| Page |
=-=-=-=-=

Monday, December 30, 2013

Reconsidering the "Pen Register": Smith v. Maryland and the Constitutionality of NSA Surveillance

As we discussed earlier this month,  two federal district judges have reached opposite conclusions regarding the constitutionality of NSA surveillance as revealed by Edward Snowden.  In Klayman v. Obama, Judge Richard Leon granted a preliminary injunction against NSA surveillance of telephone metadata, while in American Civil Liberties Union v. Clapper,  Judge William J. Pauley granted a motion to dismiss in favor of the government, finding the same program constitutional.

POLARISBoth of these opinions have brought renewed attention to the 1979 “pen register” case - - - Smith v. Maryland - - - which involved the application of the Fourth Amendment’s protection against “unreasonable searches and seizures” to a then new, and now outmoded, technology that could ascertain the number a phone was dialing.  As footnote 1 of Smith explained, “A pen register is a mechanical device that records the numbers dialed on a telephone by monitoring the electrical impulses caused when the dial on the telephone is released. It does not overhear oral communications and does not indicate whether calls are actually completed.”  It is "usually installed at a central telephone facility [and] records on a paper tape all numbers dialed from [the] line" to which it is attached.” 

In Smith, the Court looked to its “lodestar” 1967 decision in Katz v. United States (involving a telephone booth) and determined that there was no “search” under the Fourth Amendment because the person invoking the constitutional protection did not have a reasonable or legitimate expectation of privacy.  For the majority in Smith this lack of an expectation of privacy was based on  a consumer’s  understanding of telephone technology: telephone subscribers know that the telephone company receives their transmitted telephone number (that is how the call is completed) and can record that number (perhaps for a long distance charge).  And even if a consumer does not subjectively understand this, any expectation of privacy that such circumstances did not occur would not be legitimate.

=-=-=-=-=

| Given information |
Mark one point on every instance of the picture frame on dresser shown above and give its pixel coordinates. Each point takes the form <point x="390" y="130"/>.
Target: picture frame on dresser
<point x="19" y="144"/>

=-=-=-=-=

| Request A |
Which court cases does the post name? Give each case name.
| Request B |
Reproduce the post word for word from "Monday, December 30, 2013" up to and including "same program constitutional.".
The data were gathered from a separate source and have no connection to the post.

| Complete answer A |
Klayman v. Obama
American Civil Liberties Union v. Clapper
Smith v. Maryland
Katz v. United States

| Complete answer B |
Monday, December 30, 2013

Reconsidering the "Pen Register": Smith v. Maryland and the Constitutionality of NSA Surveillance

As we discussed earlier this month,  two federal district judges have reached opposite conclusions regarding the constitutionality of NSA surveillance as revealed by Edward Snowden.  In Klayman v. Obama, Judge Richard Leon granted a preliminary injunction against NSA surveillance of telephone metadata, while in American Civil Liberties Union v. Clapper,  Judge William J. Pauley granted a motion to dismiss in favor of the government, finding the same program constitutional.